*Given problem 1*: According to the profile of Mia Yamamoto below, which law school did she attend after serving in the Army?

——

It would seem that she was destined for her life as a criminal defense attorney due to her passion for working to help those whom the rest of society would have given up on.

Mia knows about having people give up on you. Her older brother hasn’t spoken to her going on eight years due to the fact that she transitioned from male to female. Mia Yamamoto is a transgender woman.

“My brother is like those old soldiers still holding out on the islands 50 years after the war has ended,” she said. “Unfortunately, he just can’t accept me for being my true self.”

According to the New York Times, 0.3 percent of the population currently identifies as transgender. An Asian-American woman, Mia Yamamoto exists at the intersections of race and gender identity. Yamamoto spoke to a packed house in the Creveling Lounge on October 27th hosted by the Social Sciences division, the Cross Cultural Center and the Asian Pacific American Association.

Born as Michael, Yamamoto served in the U.S. Army during the Vietnam War, then attended UCLA Law School. She co-founded the Asian Pacific American Law Students Association, worked as a public defender, and then opened a private practice.

Yamamoto achieved all of this while struggling with gender dysphoria, and hoping to find a “cure” that she later accepted was nonexistent.

After a series of surgeries in Thailand, which culminated in 2005, Yamamoto had fully transitioned. Many people from all over the world came to Thailand for the same reason. This was when she realized that being transgender was not a choice.

“We all started recognizing it at five and six years old and we fought against it,” she said. “I realized that gender identity disorder is an organic phenomenon–it was not an aberration.”

When Yamamoto decided to come out, she called another lawyer in Maryland and asked her what it’s like.

——

*Given problem 2*: In the listing below, copy out the lines starting with the one that contains "Mark every instance of the sieve metal" and going on through the last line of the listing, both ends included.

——

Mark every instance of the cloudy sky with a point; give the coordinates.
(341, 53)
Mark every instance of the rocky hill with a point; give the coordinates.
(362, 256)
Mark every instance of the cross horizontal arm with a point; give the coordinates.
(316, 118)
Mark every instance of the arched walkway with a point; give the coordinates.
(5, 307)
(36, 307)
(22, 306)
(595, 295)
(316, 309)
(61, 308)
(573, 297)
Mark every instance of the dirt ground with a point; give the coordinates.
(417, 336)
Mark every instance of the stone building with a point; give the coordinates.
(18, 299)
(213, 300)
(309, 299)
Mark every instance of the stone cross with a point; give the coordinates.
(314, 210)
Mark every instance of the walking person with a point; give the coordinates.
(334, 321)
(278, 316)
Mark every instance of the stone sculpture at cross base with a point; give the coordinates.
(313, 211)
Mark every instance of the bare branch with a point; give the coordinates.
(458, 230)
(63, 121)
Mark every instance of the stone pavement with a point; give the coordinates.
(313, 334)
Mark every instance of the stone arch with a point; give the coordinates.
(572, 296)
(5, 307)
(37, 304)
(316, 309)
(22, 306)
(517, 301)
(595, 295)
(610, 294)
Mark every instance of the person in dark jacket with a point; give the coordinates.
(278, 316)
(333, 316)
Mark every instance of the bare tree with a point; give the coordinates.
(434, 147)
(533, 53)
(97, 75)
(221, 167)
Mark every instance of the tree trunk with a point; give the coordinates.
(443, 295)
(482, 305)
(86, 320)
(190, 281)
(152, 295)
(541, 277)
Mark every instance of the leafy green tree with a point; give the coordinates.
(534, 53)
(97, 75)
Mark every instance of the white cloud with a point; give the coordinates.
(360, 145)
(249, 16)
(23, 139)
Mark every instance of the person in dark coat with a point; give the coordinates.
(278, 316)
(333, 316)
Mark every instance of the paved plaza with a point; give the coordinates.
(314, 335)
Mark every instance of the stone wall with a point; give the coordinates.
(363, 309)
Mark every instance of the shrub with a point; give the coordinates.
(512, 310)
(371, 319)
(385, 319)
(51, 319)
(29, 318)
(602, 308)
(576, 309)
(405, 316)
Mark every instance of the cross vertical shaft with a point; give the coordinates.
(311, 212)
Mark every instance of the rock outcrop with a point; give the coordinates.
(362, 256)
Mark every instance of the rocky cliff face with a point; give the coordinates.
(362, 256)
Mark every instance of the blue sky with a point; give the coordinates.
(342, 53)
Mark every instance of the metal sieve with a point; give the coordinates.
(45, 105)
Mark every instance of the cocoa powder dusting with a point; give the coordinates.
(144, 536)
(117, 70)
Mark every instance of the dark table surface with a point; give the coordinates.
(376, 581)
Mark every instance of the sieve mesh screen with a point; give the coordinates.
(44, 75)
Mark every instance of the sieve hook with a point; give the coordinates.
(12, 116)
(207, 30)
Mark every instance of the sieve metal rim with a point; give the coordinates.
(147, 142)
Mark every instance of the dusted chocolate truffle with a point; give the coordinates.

——

*Correct result 1*: UCLA Law School.

*Correct result 2*:
Mark every instance of the sieve metal rim with a point; give the coordinates.
(147, 142)
Mark every instance of the dusted chocolate truffle with a point; give the coordinates.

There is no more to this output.